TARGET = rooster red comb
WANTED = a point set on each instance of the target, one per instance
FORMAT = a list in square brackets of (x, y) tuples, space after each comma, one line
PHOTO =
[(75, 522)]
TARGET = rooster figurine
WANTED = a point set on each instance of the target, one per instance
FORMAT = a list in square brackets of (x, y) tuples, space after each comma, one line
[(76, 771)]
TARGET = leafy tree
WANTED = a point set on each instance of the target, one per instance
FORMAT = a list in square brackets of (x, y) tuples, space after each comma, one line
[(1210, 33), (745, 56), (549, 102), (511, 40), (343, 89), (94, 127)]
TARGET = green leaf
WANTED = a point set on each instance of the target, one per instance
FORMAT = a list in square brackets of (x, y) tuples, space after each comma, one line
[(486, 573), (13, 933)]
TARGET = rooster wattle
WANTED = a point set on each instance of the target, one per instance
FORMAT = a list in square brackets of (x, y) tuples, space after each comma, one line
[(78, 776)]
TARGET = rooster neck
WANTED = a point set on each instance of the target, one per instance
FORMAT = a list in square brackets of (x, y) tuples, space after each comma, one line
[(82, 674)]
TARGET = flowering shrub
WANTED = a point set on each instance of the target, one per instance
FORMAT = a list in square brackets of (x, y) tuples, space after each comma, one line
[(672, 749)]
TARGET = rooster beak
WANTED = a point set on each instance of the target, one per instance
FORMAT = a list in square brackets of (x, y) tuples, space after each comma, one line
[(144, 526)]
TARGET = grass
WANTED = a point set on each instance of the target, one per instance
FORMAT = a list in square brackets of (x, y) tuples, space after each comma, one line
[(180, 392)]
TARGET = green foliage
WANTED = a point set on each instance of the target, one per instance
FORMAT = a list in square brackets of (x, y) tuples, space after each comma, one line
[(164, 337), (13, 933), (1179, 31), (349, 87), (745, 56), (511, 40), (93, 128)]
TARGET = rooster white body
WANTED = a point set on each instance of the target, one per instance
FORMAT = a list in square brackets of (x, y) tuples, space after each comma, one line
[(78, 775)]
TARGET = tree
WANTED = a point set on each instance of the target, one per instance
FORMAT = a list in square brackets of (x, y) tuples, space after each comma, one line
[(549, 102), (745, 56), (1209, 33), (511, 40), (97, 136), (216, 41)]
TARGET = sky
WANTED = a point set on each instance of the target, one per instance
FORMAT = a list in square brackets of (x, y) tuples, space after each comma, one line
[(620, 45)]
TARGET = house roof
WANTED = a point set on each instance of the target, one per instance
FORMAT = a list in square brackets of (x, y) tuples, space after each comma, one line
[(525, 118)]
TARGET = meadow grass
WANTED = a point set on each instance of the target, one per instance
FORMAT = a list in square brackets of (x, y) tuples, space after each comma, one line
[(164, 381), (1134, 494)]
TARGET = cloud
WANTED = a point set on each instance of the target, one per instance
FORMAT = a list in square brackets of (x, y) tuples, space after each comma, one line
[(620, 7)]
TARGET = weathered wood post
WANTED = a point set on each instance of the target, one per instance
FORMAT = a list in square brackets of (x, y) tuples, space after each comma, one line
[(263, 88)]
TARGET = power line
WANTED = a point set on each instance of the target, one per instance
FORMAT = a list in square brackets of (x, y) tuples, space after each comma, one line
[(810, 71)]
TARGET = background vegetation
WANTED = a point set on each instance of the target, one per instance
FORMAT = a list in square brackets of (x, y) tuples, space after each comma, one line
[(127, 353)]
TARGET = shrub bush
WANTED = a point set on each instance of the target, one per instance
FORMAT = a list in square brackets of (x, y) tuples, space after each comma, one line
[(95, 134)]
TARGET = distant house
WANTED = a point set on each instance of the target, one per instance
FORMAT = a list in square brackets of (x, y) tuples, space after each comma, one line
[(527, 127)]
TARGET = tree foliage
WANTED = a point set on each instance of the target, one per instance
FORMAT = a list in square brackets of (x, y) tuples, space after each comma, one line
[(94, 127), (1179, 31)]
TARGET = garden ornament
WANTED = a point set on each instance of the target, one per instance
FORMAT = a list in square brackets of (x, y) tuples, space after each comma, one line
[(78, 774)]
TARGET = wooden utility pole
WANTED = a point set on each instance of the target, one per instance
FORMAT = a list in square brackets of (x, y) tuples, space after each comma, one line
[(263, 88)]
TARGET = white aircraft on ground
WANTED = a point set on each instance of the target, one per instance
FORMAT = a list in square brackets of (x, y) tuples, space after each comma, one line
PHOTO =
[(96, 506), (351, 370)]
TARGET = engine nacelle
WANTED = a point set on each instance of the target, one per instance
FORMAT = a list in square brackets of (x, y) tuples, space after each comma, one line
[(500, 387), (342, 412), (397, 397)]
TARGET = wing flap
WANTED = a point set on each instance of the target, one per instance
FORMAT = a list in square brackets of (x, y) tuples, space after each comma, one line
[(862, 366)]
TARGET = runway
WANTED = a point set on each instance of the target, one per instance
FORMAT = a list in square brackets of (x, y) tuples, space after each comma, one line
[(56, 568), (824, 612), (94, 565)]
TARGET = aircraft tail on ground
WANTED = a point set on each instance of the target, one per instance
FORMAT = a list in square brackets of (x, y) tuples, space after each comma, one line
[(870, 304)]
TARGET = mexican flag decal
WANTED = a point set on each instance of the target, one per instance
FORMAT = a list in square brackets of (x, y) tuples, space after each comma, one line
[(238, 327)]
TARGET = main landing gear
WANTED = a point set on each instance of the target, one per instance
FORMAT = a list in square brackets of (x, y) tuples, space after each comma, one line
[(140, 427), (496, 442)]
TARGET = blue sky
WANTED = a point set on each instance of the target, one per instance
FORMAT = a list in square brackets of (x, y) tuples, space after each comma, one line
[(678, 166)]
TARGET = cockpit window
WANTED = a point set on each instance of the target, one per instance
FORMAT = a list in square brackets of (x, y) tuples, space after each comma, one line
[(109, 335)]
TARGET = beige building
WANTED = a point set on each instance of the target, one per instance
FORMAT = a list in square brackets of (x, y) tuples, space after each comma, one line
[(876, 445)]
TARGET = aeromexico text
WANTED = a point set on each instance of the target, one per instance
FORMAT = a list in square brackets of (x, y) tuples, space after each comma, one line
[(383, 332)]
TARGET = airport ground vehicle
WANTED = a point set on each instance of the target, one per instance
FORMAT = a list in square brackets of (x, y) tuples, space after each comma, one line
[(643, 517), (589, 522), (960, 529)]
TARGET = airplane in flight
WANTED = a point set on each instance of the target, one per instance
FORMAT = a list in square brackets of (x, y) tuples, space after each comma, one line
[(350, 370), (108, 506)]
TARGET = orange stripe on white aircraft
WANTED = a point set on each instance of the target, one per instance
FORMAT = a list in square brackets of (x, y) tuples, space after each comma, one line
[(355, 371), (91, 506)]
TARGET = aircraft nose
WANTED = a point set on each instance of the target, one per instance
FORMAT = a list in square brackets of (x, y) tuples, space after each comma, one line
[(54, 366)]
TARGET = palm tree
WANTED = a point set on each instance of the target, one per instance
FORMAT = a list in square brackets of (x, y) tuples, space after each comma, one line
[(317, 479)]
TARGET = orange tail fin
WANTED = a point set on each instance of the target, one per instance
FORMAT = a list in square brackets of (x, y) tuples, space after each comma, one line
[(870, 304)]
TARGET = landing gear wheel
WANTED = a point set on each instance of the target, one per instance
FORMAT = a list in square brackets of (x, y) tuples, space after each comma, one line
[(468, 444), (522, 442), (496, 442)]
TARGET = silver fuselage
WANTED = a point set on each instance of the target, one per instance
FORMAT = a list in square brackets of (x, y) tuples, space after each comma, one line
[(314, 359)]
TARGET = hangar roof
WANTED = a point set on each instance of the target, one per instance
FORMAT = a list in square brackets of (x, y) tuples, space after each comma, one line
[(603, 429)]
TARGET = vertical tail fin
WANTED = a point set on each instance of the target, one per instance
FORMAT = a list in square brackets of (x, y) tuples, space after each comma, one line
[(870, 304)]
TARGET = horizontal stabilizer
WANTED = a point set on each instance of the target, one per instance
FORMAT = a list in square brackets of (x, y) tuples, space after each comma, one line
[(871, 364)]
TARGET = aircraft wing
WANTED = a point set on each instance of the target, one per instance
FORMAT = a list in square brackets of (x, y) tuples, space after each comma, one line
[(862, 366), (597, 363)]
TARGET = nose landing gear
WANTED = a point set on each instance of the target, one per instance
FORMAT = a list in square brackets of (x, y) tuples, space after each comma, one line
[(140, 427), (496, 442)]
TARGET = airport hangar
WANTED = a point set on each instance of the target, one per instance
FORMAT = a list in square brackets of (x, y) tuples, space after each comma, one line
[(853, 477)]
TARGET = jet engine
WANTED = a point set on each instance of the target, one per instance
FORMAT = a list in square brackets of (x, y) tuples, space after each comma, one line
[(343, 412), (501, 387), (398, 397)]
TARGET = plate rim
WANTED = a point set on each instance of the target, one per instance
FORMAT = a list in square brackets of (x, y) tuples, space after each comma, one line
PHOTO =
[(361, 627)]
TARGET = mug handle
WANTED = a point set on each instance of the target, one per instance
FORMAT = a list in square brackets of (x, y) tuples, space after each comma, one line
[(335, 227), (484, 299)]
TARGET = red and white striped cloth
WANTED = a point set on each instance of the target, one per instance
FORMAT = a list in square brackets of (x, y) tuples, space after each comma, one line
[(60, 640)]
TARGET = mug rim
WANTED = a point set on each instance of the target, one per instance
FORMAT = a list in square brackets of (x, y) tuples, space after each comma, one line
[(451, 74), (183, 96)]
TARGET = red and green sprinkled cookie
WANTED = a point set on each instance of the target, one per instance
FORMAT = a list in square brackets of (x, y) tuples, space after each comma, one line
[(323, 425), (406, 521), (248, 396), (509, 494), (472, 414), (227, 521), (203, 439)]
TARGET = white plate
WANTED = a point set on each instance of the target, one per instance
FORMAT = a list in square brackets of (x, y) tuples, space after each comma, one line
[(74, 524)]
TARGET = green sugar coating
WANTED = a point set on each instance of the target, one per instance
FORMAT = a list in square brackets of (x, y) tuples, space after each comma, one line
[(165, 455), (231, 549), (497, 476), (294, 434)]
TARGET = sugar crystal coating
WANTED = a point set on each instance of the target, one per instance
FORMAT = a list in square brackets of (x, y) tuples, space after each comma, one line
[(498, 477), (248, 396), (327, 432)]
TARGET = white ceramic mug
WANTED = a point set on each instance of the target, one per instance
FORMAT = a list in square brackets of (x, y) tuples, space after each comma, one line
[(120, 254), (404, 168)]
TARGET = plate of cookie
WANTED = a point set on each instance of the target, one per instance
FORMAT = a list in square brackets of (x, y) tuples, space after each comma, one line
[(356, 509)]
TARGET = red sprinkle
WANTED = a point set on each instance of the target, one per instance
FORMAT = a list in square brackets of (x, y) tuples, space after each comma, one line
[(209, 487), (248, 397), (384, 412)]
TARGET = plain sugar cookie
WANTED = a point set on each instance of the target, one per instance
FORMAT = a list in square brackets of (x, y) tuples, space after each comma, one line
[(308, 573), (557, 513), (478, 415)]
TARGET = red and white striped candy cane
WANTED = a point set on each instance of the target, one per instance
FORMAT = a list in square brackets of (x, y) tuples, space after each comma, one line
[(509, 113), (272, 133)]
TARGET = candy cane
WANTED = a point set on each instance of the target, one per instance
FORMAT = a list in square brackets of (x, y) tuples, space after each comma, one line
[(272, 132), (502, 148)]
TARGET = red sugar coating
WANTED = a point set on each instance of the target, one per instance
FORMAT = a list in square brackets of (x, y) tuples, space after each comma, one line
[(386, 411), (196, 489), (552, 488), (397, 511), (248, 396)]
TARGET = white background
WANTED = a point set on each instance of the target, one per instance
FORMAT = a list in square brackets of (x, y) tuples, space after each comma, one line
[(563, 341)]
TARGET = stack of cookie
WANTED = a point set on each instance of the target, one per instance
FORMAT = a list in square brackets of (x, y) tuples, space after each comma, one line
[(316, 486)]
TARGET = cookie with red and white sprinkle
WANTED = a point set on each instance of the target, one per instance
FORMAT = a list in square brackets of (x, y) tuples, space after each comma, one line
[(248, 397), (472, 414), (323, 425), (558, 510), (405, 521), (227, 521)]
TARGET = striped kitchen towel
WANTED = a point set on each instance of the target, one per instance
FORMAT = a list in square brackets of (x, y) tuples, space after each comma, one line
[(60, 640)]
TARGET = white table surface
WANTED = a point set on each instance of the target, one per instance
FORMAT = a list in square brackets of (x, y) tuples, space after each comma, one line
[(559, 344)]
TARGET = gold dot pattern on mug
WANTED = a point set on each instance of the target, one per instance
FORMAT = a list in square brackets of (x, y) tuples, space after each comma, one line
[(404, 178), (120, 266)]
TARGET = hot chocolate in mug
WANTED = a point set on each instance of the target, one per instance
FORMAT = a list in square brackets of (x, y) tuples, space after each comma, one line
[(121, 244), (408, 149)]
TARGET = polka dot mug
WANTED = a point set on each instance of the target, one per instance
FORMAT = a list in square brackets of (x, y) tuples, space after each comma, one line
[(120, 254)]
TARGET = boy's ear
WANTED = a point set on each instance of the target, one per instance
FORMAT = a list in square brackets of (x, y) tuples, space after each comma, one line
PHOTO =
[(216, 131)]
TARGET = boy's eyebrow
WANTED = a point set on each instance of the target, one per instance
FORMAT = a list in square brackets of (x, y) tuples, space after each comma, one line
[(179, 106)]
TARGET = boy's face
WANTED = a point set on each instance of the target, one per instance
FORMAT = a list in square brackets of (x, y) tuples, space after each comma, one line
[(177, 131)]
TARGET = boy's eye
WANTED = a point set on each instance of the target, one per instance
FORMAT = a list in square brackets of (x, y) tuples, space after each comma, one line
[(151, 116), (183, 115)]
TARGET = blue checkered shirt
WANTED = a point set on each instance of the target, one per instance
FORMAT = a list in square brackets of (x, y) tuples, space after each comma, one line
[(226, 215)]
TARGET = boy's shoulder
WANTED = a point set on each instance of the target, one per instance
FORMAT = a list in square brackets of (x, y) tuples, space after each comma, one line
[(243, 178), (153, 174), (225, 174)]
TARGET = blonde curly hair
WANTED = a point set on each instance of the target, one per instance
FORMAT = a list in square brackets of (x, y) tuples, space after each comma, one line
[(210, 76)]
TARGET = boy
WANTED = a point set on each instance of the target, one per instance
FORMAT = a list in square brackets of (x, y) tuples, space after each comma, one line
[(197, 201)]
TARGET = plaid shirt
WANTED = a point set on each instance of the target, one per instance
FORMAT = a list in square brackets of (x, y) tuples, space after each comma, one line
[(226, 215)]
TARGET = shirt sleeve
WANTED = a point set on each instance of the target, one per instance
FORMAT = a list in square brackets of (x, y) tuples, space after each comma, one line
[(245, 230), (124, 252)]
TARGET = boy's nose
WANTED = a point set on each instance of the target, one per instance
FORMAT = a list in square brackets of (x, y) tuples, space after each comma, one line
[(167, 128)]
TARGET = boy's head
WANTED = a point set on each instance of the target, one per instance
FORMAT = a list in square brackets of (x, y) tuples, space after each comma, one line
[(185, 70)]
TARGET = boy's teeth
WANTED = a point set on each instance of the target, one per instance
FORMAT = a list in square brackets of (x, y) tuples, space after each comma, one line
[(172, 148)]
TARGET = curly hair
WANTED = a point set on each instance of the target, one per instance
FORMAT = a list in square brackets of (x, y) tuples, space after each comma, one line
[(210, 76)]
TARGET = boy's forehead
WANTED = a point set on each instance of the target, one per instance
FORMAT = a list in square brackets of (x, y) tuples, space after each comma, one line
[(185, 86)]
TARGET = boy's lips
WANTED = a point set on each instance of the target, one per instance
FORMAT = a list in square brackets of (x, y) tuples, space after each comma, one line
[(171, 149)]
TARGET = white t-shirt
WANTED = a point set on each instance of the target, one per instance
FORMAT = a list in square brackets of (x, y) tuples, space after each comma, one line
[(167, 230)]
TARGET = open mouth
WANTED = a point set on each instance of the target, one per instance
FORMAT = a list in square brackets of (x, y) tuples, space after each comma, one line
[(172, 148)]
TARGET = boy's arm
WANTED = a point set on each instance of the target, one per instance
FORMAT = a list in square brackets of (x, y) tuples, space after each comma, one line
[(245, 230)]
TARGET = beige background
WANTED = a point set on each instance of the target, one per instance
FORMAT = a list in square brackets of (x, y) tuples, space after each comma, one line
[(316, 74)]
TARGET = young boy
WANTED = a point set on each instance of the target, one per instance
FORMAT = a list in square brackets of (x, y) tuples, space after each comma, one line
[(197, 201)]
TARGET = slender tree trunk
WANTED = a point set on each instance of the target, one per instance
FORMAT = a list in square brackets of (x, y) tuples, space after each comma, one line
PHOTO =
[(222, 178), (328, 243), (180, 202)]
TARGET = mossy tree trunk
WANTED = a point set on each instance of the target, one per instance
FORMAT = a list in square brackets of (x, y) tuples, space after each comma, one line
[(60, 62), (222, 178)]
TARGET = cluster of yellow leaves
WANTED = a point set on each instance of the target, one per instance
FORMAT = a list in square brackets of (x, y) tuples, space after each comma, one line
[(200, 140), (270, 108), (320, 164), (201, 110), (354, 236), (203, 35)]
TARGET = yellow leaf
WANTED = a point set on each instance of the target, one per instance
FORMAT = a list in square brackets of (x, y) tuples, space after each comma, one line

- **PROMPT**: Could you update the data that begins at the line containing "TARGET = red and white striped cloth" and ends after the line containing "[(451, 74), (183, 96)]", changing "mug rim" to "cup rim" and leaving everything else the same?

- **FULL OUTPUT**:
TARGET = red and white striped cloth
WANTED = a point set on each instance of the target, one per instance
FORMAT = a list in square brackets of (x, y) tuples, space after each comma, one line
[(60, 640)]
TARGET = cup rim
WANTED = a point set on each instance of the target, one per instance
FORMAT = a list in square brackets of (x, y) tuples, space after each comma, one line
[(451, 74), (183, 96)]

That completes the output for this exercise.